_EXERCISE OBJECTIVE_
Count the lines in the records below that contain the string "shirt", treating uppercase and lowercase letters as distinct, and give only the number.
>> BEGIN EXTRACTED MATERIAL
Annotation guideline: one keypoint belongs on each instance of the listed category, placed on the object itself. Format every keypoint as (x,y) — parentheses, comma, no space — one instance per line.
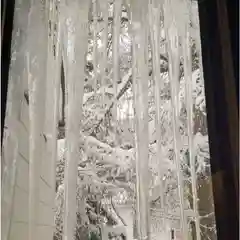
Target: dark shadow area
(219,36)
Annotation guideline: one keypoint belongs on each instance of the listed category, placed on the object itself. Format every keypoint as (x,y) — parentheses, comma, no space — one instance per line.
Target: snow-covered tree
(107,136)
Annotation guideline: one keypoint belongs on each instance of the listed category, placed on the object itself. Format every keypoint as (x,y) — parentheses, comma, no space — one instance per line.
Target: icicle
(36,63)
(154,21)
(95,49)
(174,60)
(189,106)
(53,90)
(140,83)
(77,20)
(103,64)
(116,33)
(9,155)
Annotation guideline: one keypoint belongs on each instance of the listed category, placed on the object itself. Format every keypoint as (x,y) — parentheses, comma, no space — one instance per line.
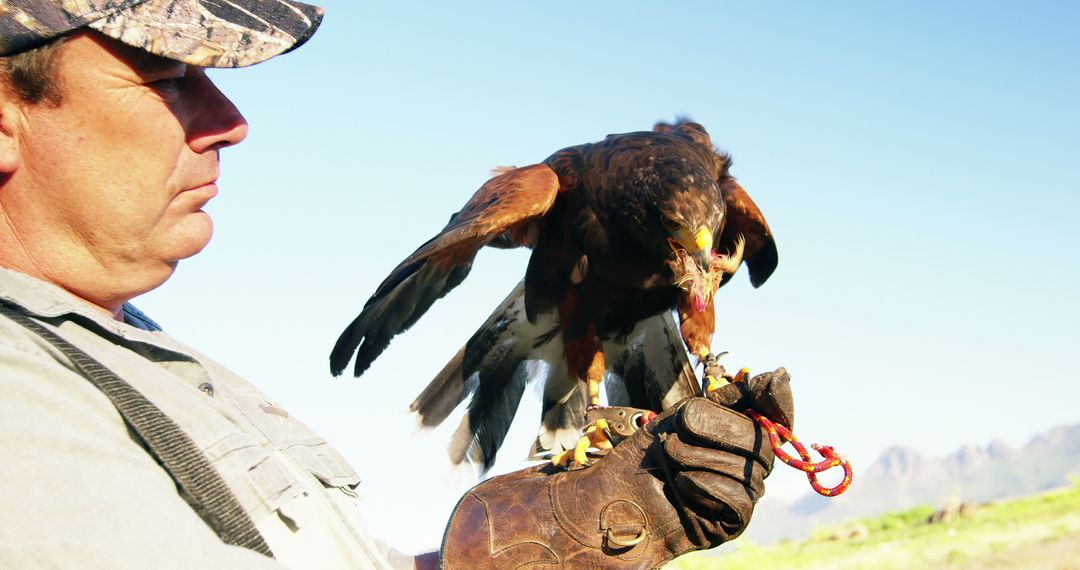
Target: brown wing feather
(504,208)
(744,218)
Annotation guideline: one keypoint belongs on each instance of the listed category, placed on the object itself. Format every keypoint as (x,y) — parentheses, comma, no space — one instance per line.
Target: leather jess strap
(200,485)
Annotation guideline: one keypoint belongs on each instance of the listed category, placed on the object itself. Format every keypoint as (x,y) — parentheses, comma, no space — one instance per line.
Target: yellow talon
(713,383)
(595,436)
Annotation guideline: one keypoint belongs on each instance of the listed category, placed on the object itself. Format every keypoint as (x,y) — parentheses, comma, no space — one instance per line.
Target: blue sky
(916,161)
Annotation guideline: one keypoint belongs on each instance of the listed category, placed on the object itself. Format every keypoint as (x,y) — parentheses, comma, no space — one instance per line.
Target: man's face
(113,179)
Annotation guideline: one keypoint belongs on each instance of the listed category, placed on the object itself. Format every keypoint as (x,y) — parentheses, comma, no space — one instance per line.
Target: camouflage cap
(202,32)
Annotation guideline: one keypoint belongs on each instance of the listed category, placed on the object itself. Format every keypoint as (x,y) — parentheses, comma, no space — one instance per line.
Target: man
(123,447)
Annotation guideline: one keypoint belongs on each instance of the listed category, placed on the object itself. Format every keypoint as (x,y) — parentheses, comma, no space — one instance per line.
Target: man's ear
(10,157)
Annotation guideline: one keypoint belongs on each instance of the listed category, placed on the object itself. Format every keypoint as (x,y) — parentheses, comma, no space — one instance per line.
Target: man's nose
(217,123)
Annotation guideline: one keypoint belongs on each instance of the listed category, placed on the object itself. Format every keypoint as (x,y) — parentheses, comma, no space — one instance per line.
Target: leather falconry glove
(687,480)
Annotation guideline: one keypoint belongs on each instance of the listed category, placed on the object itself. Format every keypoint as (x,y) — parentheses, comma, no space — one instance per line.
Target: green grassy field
(1038,531)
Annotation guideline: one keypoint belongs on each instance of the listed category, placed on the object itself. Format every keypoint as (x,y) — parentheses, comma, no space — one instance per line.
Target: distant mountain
(903,477)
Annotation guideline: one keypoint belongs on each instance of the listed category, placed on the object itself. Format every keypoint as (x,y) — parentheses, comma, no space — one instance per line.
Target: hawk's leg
(714,377)
(586,358)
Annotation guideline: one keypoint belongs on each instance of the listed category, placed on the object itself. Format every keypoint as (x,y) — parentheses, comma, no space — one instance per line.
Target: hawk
(624,232)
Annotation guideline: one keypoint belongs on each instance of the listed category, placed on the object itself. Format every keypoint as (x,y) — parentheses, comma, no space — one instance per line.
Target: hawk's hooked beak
(699,245)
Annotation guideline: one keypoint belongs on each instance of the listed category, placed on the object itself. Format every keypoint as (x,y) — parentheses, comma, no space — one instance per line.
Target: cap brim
(214,32)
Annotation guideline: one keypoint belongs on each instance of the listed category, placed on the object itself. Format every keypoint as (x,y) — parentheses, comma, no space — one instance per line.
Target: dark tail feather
(402,299)
(443,394)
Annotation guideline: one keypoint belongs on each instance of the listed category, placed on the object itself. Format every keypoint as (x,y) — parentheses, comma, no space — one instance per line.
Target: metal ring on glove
(632,542)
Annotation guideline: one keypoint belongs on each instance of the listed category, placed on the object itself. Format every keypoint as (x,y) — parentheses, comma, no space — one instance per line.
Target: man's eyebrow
(153,65)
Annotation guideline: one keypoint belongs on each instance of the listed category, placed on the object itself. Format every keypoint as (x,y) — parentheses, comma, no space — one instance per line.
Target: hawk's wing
(744,218)
(502,208)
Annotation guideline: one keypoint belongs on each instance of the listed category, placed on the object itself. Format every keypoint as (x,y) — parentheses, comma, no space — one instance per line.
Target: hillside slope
(1039,531)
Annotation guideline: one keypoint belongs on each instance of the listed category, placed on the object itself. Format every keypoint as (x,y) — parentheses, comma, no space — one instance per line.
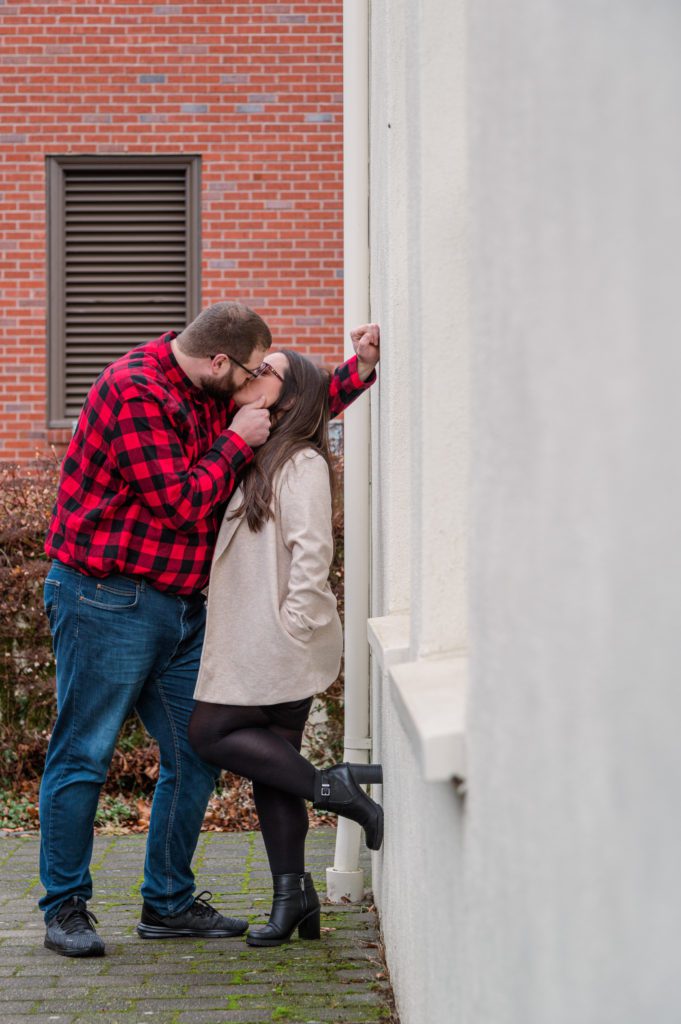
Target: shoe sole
(73,952)
(378,839)
(159,932)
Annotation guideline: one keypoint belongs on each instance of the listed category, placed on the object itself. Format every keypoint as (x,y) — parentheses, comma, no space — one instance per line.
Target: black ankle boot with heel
(295,905)
(337,788)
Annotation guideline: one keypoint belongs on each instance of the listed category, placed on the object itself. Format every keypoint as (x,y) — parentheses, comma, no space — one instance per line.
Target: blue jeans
(120,645)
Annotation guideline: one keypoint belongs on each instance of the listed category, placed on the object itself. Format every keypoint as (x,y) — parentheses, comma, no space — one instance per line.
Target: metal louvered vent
(126,265)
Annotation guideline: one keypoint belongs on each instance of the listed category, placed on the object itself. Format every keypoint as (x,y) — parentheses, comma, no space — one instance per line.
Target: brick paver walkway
(182,981)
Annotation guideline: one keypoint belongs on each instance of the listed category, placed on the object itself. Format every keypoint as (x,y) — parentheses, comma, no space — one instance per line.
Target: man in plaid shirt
(158,451)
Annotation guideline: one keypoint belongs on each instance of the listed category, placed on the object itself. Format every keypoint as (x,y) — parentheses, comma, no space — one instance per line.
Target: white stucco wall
(573,834)
(419,429)
(551,894)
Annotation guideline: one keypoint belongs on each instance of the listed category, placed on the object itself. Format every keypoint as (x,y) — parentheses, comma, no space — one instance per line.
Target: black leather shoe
(71,932)
(337,788)
(295,905)
(200,921)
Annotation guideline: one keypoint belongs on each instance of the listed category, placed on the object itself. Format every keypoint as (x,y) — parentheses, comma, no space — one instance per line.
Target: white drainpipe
(345,880)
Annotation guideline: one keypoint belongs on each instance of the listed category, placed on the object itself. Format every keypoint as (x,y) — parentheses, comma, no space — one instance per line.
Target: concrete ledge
(389,639)
(430,697)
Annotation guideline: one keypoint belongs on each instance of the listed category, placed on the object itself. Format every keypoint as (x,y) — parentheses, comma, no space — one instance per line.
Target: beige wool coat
(272,632)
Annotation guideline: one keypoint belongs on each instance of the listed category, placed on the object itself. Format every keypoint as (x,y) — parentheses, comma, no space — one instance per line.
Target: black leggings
(263,743)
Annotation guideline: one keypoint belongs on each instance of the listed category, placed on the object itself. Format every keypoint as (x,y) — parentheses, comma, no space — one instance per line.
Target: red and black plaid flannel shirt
(150,469)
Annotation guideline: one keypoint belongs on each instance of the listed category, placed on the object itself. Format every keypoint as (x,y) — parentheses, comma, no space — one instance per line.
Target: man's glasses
(263,369)
(266,368)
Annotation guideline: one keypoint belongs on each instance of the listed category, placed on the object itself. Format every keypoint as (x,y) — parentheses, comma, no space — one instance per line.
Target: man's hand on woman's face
(252,423)
(366,341)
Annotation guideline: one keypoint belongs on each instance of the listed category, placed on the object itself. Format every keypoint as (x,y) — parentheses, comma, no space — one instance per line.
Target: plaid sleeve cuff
(233,450)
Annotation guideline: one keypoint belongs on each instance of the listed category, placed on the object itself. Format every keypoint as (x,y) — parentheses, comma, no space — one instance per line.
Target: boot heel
(367,773)
(309,927)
>> END EXTRACTED MATERIAL
_THE OUTPUT_
2